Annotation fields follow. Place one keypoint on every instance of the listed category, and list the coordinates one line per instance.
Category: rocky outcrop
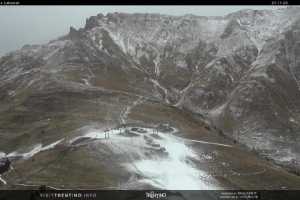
(4, 163)
(241, 71)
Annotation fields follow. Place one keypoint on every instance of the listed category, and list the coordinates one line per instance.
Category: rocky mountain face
(240, 73)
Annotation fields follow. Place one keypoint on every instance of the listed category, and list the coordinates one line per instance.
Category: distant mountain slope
(241, 72)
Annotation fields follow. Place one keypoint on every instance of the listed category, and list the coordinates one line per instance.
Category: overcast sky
(20, 25)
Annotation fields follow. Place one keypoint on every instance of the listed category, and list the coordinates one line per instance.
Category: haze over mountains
(231, 80)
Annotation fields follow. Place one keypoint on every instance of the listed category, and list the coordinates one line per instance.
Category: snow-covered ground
(35, 150)
(159, 158)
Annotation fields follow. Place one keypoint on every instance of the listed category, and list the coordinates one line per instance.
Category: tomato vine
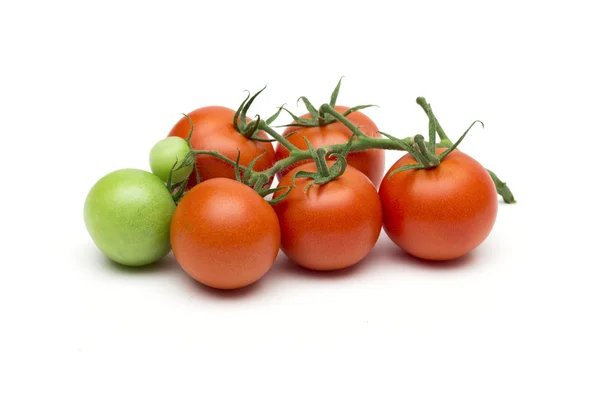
(424, 152)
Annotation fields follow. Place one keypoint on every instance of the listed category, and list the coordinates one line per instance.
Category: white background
(89, 87)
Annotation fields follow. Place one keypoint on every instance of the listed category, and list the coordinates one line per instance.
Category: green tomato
(128, 214)
(163, 156)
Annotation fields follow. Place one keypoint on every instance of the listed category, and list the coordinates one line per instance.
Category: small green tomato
(164, 154)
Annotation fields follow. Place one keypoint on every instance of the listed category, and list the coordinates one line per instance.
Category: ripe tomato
(214, 130)
(369, 162)
(330, 226)
(440, 213)
(224, 234)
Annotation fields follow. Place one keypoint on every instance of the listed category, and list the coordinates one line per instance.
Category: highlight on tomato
(224, 130)
(128, 214)
(323, 130)
(327, 226)
(224, 235)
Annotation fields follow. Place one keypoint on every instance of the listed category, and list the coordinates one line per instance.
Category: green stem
(218, 155)
(327, 108)
(427, 159)
(427, 107)
(502, 189)
(322, 163)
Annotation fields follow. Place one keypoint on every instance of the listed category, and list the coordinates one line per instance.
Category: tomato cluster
(326, 213)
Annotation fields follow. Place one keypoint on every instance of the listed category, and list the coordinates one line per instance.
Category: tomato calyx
(319, 117)
(425, 152)
(250, 129)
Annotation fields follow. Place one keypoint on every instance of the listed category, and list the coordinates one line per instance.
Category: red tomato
(369, 162)
(224, 234)
(214, 130)
(330, 226)
(440, 213)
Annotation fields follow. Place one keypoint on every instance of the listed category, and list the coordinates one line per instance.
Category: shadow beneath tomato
(465, 261)
(231, 294)
(386, 252)
(290, 268)
(166, 263)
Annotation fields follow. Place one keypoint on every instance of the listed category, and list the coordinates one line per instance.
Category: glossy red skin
(369, 162)
(331, 226)
(441, 213)
(214, 130)
(225, 235)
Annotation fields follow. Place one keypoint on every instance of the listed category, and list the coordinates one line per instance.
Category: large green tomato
(128, 213)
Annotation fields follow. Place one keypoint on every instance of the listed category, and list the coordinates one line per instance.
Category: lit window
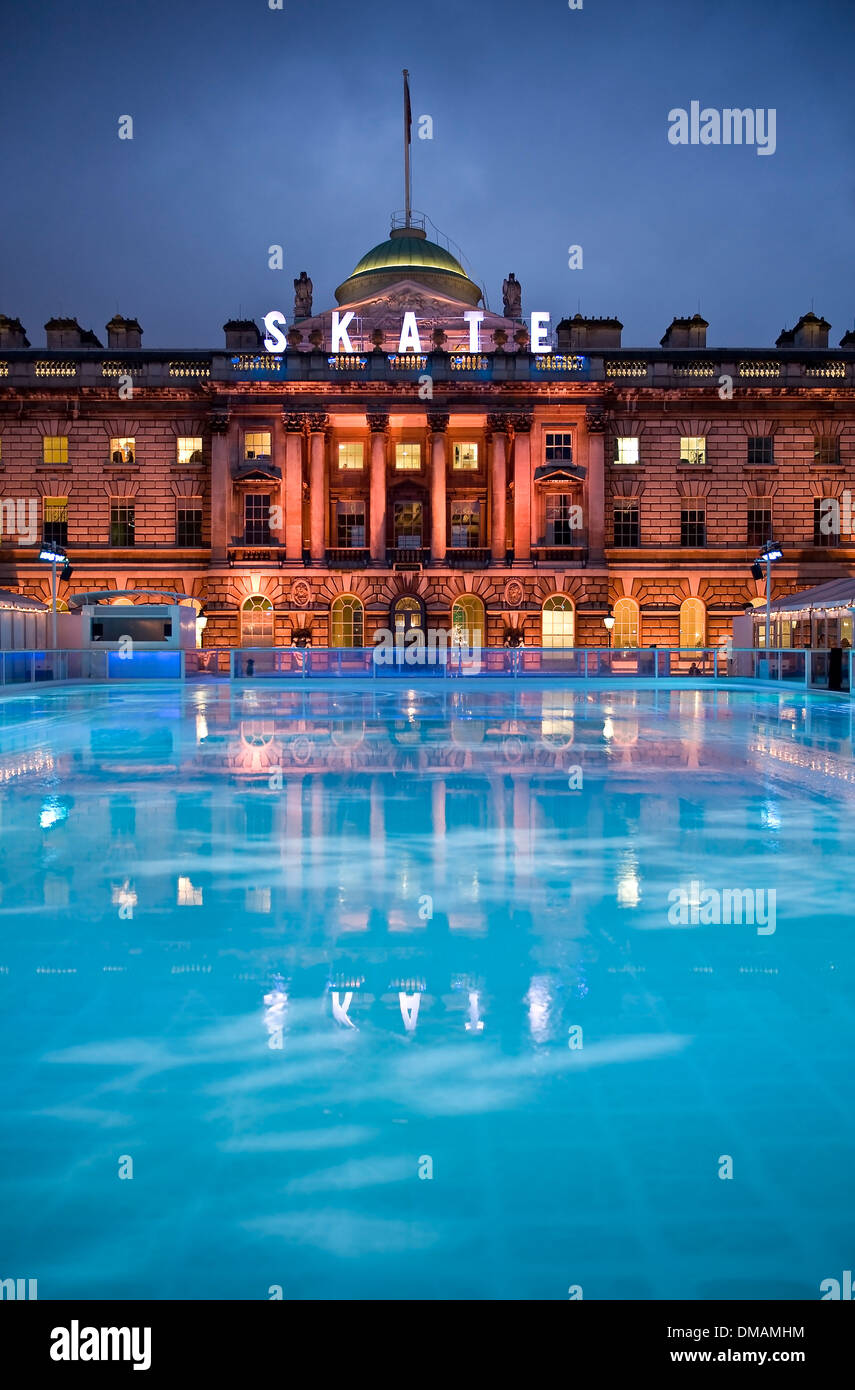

────

Task details. All the lines above are to be reproduced exactly, except the pictures.

Answer below.
Annotation fields follow. Place one keypoint on every instance of the listed category, and list the coordinates one line per instance.
Category: rocky outcrop
(4, 163)
(241, 71)
Annotation fields follow. Place one keypoint on every instance of the listed category, and list the coordinates one line per instance.
Category: rocky mountain face
(240, 73)
Annotation fields follow. Place one keypoint on every instance of the listed category, and list the coordinates one line per instance.
Category: distant mountain slope
(241, 72)
Annotation fields follow. Place one keypoint on every instance of the listed category, and list the coordinates one line per instance.
Category: overcast sky
(20, 25)
Annotation fields follow. Place one keypoint on every instance of the listed category, and list the coordinates one line per instance.
Category: haze over mountains
(231, 80)
Annotation fields follow. Place one keypoint on every instance of the listed category, and list the coordinates one line per instance.
Category: snow-covered ground
(35, 150)
(159, 158)
Annotation fields follow. Place one keypoint on every instance of the listed category, and list the coordinates one line per instance.
Category: tomato vine
(424, 152)
Annotation fields follow. Place one keypoint on every instance of the listed category, and list the coordinates one line per instance.
Category: white background
(89, 87)
Annotation fields follow. Place one keypoint on every instance of the listed category, and list the coordinates one line per instance.
Category: green tomato
(128, 214)
(163, 156)
Annotation fields follow. Place one keypoint on every instance of the listed category, and list the coordinates one line per instance.
Category: small green tomato
(164, 154)
Annotation fields follow. Place one keypoint on every instance of the listed category, and list the coordinates one line per instance.
Category: ripe tomato
(214, 130)
(369, 162)
(330, 226)
(440, 213)
(224, 234)
Annotation fields follow. Place one keypoint on every instance of the listed category, and list the coordinates one line per instance.
Category: highlight on tomato
(224, 130)
(128, 214)
(323, 130)
(327, 226)
(224, 235)
Annotation fields follow. Place one keypoint on every instance of the listed category, and list the coordinates one line per instance.
Category: green stem
(218, 155)
(327, 108)
(427, 159)
(427, 107)
(502, 189)
(322, 163)
Annotation fields follow. Place one keypoint on every instance of the listed category, and list the coordinates one line per instance.
Category: tomato cluster
(326, 213)
Annotation fields follow. Place one keypoint on every instance of the listed category, and list the coordinates one line per instance.
Category: tomato calyx
(319, 117)
(425, 152)
(250, 129)
Annotation fields follow. Place one keypoint on every instance of the listed category, and list the coordinates one line per instance.
Category: red tomato
(369, 162)
(224, 234)
(214, 130)
(330, 226)
(440, 213)
Annotation fields follow. Place one keypoint on every instance of the listed category, and list the coordinates one line per instance.
Category: shadow beneath tomato
(465, 261)
(231, 294)
(386, 252)
(290, 268)
(166, 263)
Annotation fields follow. Place one keypoint on every instance of the listed category, and list the coordinates one line per instance.
Category: glossy red skin
(369, 162)
(331, 226)
(441, 213)
(214, 130)
(225, 235)
Annotation fields follow. Place one keypoint on every instance of the listed category, and list the coordinates one line per instance.
Category: large green tomato
(128, 213)
Annotation fields follow. Place one keypoint on every instance of the listed category, and list the coordinates one line per instance.
Category: lit window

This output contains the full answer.